TASK DIRECTIONS –
Arrange every line of the entries below as a JSON list of strings, one string per line, with blank lines left out.

RECORDS FOR PROCESSING –
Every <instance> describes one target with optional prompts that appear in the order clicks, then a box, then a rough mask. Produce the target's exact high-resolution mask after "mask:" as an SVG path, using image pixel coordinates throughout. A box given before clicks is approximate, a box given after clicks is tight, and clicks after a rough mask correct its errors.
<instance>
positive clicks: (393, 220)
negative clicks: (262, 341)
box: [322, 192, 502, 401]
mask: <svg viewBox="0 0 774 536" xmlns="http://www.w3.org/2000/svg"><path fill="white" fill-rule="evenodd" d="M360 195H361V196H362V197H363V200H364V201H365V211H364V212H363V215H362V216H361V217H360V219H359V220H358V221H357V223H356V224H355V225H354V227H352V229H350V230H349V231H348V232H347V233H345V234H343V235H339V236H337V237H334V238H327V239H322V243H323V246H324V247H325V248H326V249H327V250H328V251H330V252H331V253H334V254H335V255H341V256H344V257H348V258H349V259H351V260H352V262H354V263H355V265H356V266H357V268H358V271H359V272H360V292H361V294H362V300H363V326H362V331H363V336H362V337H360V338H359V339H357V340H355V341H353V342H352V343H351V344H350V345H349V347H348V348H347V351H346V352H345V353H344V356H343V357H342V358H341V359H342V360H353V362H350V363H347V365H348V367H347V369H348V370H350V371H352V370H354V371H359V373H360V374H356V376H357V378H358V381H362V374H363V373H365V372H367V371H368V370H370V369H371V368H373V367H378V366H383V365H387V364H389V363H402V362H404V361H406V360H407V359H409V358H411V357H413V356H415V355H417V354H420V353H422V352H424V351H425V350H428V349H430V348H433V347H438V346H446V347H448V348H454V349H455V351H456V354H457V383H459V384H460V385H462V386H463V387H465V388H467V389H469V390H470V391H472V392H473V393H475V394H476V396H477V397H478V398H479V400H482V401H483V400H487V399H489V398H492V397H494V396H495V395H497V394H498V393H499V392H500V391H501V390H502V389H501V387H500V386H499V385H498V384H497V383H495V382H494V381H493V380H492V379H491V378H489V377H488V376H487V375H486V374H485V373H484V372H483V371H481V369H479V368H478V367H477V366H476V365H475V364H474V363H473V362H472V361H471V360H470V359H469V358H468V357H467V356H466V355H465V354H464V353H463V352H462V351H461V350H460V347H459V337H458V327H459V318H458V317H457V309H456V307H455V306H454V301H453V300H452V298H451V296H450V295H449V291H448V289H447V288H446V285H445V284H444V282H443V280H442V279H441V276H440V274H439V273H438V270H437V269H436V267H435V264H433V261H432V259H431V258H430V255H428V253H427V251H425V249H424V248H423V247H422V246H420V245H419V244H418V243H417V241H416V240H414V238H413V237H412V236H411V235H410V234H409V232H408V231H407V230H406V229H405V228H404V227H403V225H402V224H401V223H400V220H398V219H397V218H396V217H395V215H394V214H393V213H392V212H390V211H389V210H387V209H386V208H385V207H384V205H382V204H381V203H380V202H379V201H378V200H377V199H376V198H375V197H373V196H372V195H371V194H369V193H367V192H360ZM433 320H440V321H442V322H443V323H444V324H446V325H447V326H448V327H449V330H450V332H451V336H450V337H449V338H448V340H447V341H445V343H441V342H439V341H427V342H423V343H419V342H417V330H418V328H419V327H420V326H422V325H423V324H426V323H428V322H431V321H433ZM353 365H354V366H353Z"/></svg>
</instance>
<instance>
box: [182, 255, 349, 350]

SOLUTION TO THIS PROBLEM –
[
  "Every <instance> describes one target with optional prompts that appear in the order clicks, then a box, then a rough mask. Produce the target's exact high-resolution mask after \"mask:\" as an SVG path, using image pixel coordinates throughout. A box given before clicks is approximate, a box given after clicks is tight, and clicks after a rough mask correct its errors.",
  "<instance>",
  "positive clicks: (393, 220)",
  "negative clicks: (262, 341)",
  "box: [322, 192, 502, 401]",
  "mask: <svg viewBox=\"0 0 774 536\" xmlns=\"http://www.w3.org/2000/svg\"><path fill=\"white\" fill-rule=\"evenodd\" d=\"M360 195H361V196H362V197H363V200H364V201H365V211H364V212H363V215H362V216H361V217H360V219H359V220H358V221H357V223H356V224H355V225H354V227H352V229H350V230H349V231H348V232H347V233H345V234H343V235H339V236H337V237H334V238H327V239H322V243H323V246H324V247H325V248H326V249H327V250H328V251H330V252H331V253H334V254H335V255H341V256H344V257H348V258H349V259H351V260H352V262H354V263H355V265H356V266H357V268H358V271H359V272H360V292H361V294H362V300H363V326H362V331H363V336H362V337H360V338H359V339H357V340H355V341H353V342H352V343H351V344H350V345H349V347H348V348H347V351H346V352H345V353H344V356H343V357H342V358H341V359H342V360H353V362H350V363H347V365H348V367H347V369H348V370H350V371H352V370H354V371H359V373H360V374H356V376H357V378H358V381H362V374H363V373H365V372H367V371H368V370H370V369H371V368H373V367H378V366H383V365H387V364H389V363H402V362H404V361H406V360H407V359H409V358H411V357H413V356H415V355H417V354H420V353H422V352H424V351H425V350H428V349H430V348H433V347H438V346H446V347H448V348H454V349H455V351H456V354H457V383H459V384H460V385H462V386H463V387H465V388H467V389H469V390H470V391H472V392H473V393H475V394H476V396H477V397H478V398H479V400H482V401H483V400H487V399H489V398H492V397H494V396H495V395H497V394H498V393H499V392H500V391H501V390H502V389H501V387H500V386H499V385H498V384H497V383H495V382H494V381H493V380H492V379H491V378H489V377H488V376H487V375H486V374H485V373H484V372H483V371H481V369H479V368H478V367H477V366H476V365H475V364H474V363H473V362H472V361H471V360H470V359H469V358H468V357H467V356H466V355H465V354H464V353H463V352H462V351H461V350H460V347H459V337H458V327H459V318H458V317H457V309H456V307H455V306H454V301H453V300H452V298H451V296H450V295H449V291H448V289H447V288H446V285H445V284H444V282H443V280H442V279H441V276H440V274H439V273H438V270H437V269H436V267H435V264H433V261H432V259H431V258H430V255H428V253H427V251H425V249H424V248H423V247H422V246H420V245H419V244H418V243H417V241H416V240H414V238H413V237H412V236H411V235H410V234H409V232H408V231H407V230H406V229H405V228H404V227H403V225H402V224H401V223H400V220H398V219H397V218H396V217H395V215H394V214H393V213H392V212H390V211H389V210H387V209H386V208H385V207H384V205H382V204H381V203H380V202H379V201H378V200H377V199H376V198H375V197H373V196H372V195H371V194H369V193H367V192H360ZM433 320H440V321H442V322H443V323H444V324H446V325H447V326H448V327H449V330H450V332H451V336H450V337H449V338H448V340H447V341H445V343H441V342H439V341H427V342H423V343H419V342H417V330H418V328H419V327H420V326H422V325H423V324H426V323H428V322H431V321H433ZM353 365H354V366H353Z\"/></svg>",
  "</instance>",
  "<instance>",
  "box: [182, 255, 349, 350]"
]